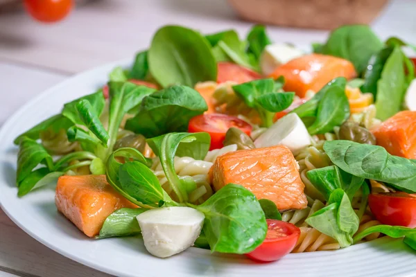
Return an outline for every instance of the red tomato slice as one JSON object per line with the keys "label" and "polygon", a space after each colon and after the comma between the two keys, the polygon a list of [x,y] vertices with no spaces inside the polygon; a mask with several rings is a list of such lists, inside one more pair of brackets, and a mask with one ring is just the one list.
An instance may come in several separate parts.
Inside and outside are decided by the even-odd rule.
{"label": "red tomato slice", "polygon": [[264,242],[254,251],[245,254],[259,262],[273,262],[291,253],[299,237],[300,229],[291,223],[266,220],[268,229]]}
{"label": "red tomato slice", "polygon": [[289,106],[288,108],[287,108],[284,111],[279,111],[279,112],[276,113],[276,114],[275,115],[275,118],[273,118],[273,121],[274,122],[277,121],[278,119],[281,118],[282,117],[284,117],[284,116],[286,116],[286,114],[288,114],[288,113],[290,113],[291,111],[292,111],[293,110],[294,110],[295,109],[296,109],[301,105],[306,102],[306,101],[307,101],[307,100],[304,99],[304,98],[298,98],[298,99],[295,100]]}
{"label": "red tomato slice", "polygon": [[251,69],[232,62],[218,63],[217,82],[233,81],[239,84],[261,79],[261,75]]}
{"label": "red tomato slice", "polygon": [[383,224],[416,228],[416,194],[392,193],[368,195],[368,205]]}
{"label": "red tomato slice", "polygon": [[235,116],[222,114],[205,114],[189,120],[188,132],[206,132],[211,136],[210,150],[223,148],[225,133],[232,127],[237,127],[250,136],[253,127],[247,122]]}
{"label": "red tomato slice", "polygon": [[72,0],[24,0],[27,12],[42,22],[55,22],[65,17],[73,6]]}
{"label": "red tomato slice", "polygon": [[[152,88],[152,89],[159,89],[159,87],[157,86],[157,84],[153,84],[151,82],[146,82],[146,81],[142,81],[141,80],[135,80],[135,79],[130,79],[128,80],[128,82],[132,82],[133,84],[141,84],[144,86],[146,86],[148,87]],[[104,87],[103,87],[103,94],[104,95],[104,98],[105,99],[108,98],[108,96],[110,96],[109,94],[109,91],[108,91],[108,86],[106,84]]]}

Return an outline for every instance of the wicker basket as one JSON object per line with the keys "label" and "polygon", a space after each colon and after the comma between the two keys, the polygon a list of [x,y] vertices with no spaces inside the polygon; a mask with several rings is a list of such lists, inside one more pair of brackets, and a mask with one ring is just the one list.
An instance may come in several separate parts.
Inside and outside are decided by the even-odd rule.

◆ What you are asked to do: Return the entire listing above word for word, leaving out the pictures.

◆ Answer for this exercise:
Return an outline for every instance of the red tomato slice as one JSON object per line with the keys "label" and "polygon", a space after each colon and after the comma between the two keys, the polygon a list of [x,y] vertices with no spaces inside the polygon; a mask with several rings is a list of such lists, inside one more pair of brackets, and a mask with one ring is just the one list.
An instance may come in several separate parts.
Inside and outside are decided by the even-odd rule.
{"label": "red tomato slice", "polygon": [[264,242],[254,251],[245,254],[259,262],[273,262],[291,253],[299,237],[300,229],[291,223],[266,220],[268,229]]}
{"label": "red tomato slice", "polygon": [[289,106],[288,108],[287,108],[284,111],[279,111],[279,112],[276,113],[276,114],[275,115],[275,118],[273,118],[273,121],[274,122],[277,121],[278,119],[281,118],[282,117],[284,117],[284,116],[286,116],[286,114],[288,114],[288,113],[290,113],[291,111],[292,111],[293,110],[294,110],[295,109],[296,109],[301,105],[306,102],[306,101],[307,101],[307,100],[304,99],[304,98],[298,98],[298,99],[295,100]]}
{"label": "red tomato slice", "polygon": [[251,69],[232,62],[218,63],[217,82],[233,81],[239,84],[261,79],[261,75]]}
{"label": "red tomato slice", "polygon": [[383,224],[416,228],[416,194],[392,193],[368,195],[368,205]]}
{"label": "red tomato slice", "polygon": [[235,116],[222,114],[205,114],[189,120],[188,132],[206,132],[211,136],[210,150],[223,148],[225,133],[232,127],[237,127],[250,136],[253,127],[247,122]]}
{"label": "red tomato slice", "polygon": [[72,0],[24,0],[27,12],[42,22],[55,22],[65,17],[73,6]]}
{"label": "red tomato slice", "polygon": [[[152,88],[152,89],[159,89],[159,87],[157,86],[157,84],[153,84],[151,82],[146,82],[146,81],[142,81],[141,80],[135,80],[135,79],[130,79],[128,80],[128,82],[132,82],[133,84],[141,84],[144,86],[146,86],[148,87]],[[104,87],[103,87],[103,94],[104,95],[104,98],[105,99],[108,98],[108,96],[110,96],[109,94],[109,91],[108,91],[108,86],[106,84]]]}

Return an outline for every instance of the wicker basket as one JSON object per line with the keys "label" and "polygon", a space after each colon and after the comma between the two keys, the polygon a list of [x,y] vertices with no spaces inside the polygon; a mask with several rings is a list of such lists, inside one more pair of brackets, and a mask with one ring is just the one list.
An instance may come in several separate parts.
Inside and outside are decided by the even-odd rule.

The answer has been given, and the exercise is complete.